Begin Selected extract
LEAD FRAME AND METHOD FOR MANUFACTURING SEMICONDUCTOR DEVICE USING THE SAME

Abstract

A semiconductor device is manufactured using a lead frame for a mold array package (MAP) where multiple mount parts are arranged in the shape of an array, each configured to have a semiconductor chip mounted thereon. Multiple leads for coupling to the semiconductor chip are formed in each of the mount parts of the lead frame. The tips of the leads are mutually coupled by tie bars thinner than the leads. A dummy lead having a slot coupling to the tie bar is formed on a portion corresponding to a portion further outside the tie bar and corresponding to a portion where the lead is formed in the mount parts at predetermined locations among the mount parts. Once the resin is supplied, air in a tie bar part is pushed out into the slot of the dummy lead; therefore, generation of void in the tie bar part can be controlled.

Description

CROSS-REFERENCE TO RELATED APPLICATIONS

The disclosure of Japanese Patent Application No. 2010-104891 filed on Apr. 30, 2010 including the specification, drawings and abstract is incorporated herein by reference in its entirety.

BACKGROUND

The present invention relates to a structure of a lead frame that is used for manufacture of a semiconductor device, and a method for manufacturing a semiconductor device using the lead frame.
End Selected extract
Begin Recorded data
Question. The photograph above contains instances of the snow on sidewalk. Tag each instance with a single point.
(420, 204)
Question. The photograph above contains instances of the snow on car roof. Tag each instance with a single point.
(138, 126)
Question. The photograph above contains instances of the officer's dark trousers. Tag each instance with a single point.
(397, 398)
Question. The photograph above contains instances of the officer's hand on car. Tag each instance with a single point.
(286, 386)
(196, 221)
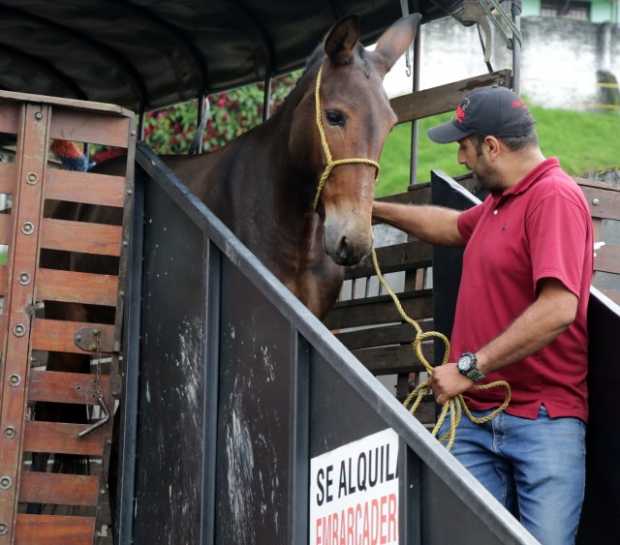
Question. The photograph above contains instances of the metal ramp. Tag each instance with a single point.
(238, 402)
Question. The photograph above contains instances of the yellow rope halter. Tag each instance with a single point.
(455, 407)
(329, 161)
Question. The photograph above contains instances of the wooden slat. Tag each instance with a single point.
End Recorded data
- _Task list_:
(1) From the lead frame patent text, reproduce the part that opens with the words containing "The present invention" and closes with "using the lead frame.".
(2) According to the lead frame patent text, which parts of Japanese Patent Application No. 2010-104891 are incorporated by reference? List every one.
(3) In the lead frame patent text, what mutually couples the tips of the leads?

- _Solutions in order_:
(1)
The present invention relates to a structure of a lead frame that is used for manufacture of a semiconductor device, and a method for manufacturing a semiconductor device using the lead frame.

(2)
- specification
- drawings
- abstract

(3) Tie bars thinner than the leads.